Beginning with the line that holds "The component shall return one point per instance of the flush", set down each line of the data below through the very last, exactly as given, and nothing beyond that.

** BEGIN **

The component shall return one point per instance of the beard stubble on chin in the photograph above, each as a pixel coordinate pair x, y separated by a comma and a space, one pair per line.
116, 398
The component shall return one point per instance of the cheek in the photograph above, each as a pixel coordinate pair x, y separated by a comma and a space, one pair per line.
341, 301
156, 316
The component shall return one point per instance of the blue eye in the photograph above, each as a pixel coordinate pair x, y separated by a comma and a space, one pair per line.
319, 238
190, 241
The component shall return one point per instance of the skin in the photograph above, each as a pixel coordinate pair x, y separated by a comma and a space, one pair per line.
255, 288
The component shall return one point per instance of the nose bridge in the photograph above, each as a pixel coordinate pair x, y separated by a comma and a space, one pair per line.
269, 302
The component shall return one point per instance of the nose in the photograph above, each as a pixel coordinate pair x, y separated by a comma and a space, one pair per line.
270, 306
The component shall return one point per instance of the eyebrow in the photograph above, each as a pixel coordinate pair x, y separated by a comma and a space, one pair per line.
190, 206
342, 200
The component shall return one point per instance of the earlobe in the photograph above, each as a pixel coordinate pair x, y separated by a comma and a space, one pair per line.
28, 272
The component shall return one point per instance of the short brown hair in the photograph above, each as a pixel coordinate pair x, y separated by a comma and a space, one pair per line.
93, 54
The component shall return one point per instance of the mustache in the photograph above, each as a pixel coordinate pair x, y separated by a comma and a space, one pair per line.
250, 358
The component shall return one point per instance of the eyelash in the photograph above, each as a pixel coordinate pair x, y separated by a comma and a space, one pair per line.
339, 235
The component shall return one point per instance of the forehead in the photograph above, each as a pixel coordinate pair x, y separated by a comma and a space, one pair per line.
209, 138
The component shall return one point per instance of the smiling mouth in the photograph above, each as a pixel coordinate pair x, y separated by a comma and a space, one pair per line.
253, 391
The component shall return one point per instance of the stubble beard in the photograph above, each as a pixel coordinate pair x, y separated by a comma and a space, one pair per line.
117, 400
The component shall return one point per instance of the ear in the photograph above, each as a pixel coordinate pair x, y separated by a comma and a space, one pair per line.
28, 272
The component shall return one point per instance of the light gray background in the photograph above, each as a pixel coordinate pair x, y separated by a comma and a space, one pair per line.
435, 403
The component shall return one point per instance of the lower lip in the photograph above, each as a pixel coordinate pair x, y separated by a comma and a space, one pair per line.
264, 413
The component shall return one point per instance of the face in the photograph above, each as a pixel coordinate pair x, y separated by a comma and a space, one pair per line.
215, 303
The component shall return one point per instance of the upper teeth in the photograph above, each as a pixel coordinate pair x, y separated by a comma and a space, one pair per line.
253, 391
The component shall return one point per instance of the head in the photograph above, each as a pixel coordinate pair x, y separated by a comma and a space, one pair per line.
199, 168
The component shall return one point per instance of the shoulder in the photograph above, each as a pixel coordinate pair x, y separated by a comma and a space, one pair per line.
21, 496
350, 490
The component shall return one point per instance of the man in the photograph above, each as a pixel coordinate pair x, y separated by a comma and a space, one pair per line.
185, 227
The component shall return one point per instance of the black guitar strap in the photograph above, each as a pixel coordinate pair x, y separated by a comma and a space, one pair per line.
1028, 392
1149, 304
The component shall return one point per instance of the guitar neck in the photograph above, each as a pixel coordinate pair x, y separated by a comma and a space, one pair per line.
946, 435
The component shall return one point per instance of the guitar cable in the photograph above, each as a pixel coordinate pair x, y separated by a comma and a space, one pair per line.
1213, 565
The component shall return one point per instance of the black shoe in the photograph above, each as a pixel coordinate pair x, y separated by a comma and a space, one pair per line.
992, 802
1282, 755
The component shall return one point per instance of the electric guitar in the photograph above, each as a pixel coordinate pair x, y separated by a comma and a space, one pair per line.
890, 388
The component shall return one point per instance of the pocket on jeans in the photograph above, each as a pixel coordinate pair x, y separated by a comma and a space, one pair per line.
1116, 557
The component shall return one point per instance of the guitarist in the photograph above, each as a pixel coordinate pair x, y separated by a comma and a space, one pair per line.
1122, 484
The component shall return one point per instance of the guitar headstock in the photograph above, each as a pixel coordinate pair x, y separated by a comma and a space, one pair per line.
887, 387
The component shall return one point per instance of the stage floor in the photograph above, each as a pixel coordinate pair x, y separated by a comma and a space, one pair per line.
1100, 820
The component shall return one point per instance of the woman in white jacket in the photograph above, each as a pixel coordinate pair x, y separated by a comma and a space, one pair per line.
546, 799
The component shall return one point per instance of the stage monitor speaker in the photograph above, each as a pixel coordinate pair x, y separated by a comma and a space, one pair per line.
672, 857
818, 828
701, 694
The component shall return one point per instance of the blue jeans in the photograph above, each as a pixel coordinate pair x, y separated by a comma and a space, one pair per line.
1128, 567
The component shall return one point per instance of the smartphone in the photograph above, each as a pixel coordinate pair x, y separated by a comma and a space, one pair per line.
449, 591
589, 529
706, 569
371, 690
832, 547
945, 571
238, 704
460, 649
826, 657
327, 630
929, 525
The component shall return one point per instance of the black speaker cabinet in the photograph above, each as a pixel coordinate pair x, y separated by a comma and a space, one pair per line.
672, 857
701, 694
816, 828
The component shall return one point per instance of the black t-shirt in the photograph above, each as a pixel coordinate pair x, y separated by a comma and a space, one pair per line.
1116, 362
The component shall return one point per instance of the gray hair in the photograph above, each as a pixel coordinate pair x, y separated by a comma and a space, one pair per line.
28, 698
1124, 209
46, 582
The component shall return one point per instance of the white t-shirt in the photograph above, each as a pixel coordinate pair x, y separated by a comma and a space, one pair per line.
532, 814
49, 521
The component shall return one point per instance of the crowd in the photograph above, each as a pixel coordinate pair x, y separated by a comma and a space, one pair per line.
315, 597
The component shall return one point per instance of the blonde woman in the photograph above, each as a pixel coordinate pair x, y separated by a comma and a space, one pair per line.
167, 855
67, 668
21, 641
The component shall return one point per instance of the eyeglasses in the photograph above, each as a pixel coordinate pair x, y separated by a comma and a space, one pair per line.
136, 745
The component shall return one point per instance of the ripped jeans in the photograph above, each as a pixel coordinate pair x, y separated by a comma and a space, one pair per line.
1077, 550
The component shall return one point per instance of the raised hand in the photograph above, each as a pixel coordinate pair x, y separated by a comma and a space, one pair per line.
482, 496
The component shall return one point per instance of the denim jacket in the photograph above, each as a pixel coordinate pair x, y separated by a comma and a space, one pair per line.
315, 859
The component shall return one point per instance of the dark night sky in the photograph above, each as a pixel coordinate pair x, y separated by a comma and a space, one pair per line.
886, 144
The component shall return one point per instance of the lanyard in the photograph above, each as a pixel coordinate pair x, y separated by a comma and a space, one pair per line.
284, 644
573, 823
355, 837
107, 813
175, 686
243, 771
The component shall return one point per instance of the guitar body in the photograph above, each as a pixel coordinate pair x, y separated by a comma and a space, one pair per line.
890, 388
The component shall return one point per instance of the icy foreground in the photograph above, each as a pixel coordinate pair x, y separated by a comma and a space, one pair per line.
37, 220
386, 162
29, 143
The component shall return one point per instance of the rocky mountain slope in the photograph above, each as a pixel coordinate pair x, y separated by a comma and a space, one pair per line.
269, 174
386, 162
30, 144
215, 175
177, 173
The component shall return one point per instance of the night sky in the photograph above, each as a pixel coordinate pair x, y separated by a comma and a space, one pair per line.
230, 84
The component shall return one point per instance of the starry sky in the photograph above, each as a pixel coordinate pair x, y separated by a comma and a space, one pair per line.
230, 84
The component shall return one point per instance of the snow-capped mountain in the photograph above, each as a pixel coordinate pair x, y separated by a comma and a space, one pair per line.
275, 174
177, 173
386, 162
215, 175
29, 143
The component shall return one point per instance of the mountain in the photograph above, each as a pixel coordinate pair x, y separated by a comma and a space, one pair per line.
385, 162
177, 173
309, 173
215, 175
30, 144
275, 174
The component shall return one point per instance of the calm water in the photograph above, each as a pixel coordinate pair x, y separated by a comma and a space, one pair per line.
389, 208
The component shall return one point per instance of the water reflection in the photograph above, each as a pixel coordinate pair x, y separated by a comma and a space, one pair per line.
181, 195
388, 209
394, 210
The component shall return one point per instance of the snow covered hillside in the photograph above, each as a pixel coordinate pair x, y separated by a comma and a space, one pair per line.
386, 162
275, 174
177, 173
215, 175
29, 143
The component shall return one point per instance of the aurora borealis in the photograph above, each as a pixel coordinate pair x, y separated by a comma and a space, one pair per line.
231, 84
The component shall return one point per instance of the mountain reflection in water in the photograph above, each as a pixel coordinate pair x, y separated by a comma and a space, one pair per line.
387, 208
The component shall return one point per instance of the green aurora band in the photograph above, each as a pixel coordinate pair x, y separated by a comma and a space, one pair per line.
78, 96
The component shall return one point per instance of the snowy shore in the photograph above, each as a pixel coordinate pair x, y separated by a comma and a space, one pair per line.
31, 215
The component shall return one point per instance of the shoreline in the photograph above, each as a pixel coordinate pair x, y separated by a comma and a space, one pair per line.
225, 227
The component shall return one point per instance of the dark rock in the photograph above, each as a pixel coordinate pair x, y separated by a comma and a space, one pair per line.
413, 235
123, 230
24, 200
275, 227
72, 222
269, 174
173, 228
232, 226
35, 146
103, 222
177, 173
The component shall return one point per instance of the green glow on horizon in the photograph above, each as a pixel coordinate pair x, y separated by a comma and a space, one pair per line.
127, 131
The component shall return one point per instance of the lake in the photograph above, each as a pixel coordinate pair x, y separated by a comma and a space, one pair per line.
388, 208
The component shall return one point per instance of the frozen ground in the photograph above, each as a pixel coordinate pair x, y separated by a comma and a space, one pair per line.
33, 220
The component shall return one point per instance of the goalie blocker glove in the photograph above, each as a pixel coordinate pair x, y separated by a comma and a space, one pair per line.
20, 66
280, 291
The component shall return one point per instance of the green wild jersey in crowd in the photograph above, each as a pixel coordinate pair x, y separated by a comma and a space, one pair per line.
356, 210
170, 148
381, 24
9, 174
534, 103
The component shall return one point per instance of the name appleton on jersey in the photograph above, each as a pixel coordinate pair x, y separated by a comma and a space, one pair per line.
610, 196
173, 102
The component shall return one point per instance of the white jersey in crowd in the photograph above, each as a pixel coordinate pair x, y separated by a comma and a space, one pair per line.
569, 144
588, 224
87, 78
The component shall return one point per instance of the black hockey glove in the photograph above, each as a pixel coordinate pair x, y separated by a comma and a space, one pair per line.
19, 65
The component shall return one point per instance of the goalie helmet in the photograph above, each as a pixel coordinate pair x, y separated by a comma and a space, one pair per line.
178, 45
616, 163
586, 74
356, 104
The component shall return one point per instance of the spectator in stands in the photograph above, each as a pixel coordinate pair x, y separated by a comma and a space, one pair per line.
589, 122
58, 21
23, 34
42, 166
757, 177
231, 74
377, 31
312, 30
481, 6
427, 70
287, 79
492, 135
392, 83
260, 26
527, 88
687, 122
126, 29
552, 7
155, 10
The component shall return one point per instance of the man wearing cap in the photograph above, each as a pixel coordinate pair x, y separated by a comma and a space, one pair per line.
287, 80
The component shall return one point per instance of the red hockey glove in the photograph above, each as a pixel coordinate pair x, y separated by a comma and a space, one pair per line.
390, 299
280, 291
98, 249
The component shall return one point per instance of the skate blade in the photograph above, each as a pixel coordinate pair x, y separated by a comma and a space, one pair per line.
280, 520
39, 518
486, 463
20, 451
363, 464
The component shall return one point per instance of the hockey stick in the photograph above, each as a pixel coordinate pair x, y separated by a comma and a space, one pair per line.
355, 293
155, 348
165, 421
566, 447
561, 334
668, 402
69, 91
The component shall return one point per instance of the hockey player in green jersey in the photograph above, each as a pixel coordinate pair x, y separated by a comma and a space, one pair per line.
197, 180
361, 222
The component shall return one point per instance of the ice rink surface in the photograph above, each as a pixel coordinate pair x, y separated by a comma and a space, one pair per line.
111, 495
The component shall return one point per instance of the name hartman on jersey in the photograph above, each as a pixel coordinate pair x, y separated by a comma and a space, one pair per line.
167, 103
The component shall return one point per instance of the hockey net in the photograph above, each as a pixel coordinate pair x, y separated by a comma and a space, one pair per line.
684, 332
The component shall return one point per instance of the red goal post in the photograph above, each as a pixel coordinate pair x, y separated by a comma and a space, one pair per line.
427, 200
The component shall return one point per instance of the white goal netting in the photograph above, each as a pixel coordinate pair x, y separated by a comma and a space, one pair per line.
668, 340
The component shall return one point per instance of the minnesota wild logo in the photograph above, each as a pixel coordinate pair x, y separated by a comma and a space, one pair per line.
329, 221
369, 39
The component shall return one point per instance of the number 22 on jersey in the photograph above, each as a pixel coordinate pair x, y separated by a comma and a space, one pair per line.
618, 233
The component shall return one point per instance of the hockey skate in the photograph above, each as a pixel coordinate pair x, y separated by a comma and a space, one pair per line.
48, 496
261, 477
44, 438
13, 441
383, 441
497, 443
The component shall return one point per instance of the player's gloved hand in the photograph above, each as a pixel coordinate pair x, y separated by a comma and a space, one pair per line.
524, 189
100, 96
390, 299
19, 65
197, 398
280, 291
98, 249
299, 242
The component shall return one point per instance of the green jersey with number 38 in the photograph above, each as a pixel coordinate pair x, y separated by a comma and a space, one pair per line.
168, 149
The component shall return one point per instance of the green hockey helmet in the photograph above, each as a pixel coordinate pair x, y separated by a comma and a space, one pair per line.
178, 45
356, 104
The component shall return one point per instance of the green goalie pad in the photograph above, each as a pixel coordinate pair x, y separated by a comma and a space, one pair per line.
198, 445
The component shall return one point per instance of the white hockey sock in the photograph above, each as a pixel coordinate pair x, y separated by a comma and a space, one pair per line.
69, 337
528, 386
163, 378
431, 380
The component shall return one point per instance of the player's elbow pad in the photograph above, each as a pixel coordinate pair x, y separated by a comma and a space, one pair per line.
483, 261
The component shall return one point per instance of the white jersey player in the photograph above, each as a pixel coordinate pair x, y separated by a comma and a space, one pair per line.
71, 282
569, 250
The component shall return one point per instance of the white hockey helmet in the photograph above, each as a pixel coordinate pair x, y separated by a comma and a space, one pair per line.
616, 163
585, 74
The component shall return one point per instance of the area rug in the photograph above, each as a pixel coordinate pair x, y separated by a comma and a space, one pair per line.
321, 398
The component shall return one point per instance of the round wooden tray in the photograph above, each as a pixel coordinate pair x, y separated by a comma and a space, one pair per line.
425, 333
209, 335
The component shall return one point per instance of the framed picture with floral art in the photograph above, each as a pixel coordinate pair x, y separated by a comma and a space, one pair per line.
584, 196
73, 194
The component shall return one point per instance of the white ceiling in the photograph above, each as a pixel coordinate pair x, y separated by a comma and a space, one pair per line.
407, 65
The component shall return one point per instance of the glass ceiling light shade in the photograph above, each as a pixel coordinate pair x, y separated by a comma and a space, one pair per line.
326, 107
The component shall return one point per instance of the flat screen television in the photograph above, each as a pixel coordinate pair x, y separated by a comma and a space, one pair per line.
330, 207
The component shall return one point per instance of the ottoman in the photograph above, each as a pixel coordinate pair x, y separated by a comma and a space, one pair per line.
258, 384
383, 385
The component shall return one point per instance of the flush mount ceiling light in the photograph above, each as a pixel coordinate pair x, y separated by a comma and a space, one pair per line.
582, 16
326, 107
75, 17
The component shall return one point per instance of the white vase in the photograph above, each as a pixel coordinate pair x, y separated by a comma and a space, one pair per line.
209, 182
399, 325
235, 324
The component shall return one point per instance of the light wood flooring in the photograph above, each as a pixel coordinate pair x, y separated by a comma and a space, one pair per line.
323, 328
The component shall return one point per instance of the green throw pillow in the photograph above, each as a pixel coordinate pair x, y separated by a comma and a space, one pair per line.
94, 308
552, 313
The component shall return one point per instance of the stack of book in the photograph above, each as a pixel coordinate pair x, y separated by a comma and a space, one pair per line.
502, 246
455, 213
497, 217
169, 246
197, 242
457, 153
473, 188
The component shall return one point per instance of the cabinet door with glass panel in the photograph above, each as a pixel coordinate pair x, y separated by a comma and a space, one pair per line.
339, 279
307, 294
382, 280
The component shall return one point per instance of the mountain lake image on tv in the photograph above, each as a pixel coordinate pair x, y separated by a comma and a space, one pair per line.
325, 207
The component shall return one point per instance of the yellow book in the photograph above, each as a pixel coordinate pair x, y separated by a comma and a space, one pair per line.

** END **

▸ Result of the task:
The component shall return one point per instance of the flush mount ceiling light in the photograph above, each as a pixel coordinate pair x, y separated by a comma and a space, one pair per line.
582, 16
326, 107
75, 17
The component shall return one point per instance of the white vase in the photograph above, each as a pixel coordinate pair x, y separated by a comma and a space, one pair per line.
209, 182
399, 325
235, 324
The component shall return one point per instance of the light wood flooring in the photograph above, each as a pixel coordinate pair x, y separated by a comma and a space, one pair per line.
323, 328
The component shall return one point per instance of the green throw pillow in the photograph above, each as a pixel coordinate pair x, y separated by a comma and a space, one pair per line.
94, 308
552, 313
The component shall return one point per instance of the stack of book in the photograph above, each as a pixel coordinate pair x, y separated by a comma and a space, one pair per line.
502, 246
455, 213
497, 217
169, 246
197, 242
457, 153
473, 188
The component shall return one point per instance of the cabinet door with glass panel in the photograph above, each as a pixel coordinate pair x, y separated by a comma and a space, one pair per line.
339, 279
307, 294
382, 280
The component shall return one point per instance of the mountain lake image on tv in the photograph above, each as a pixel coordinate pair x, y separated by a comma and a space, one pair per line.
325, 207
The component shall return one point per instance of the yellow book in the photograph above, each as a pixel coordinate pair x, y separated by a comma and a space, one pair per line.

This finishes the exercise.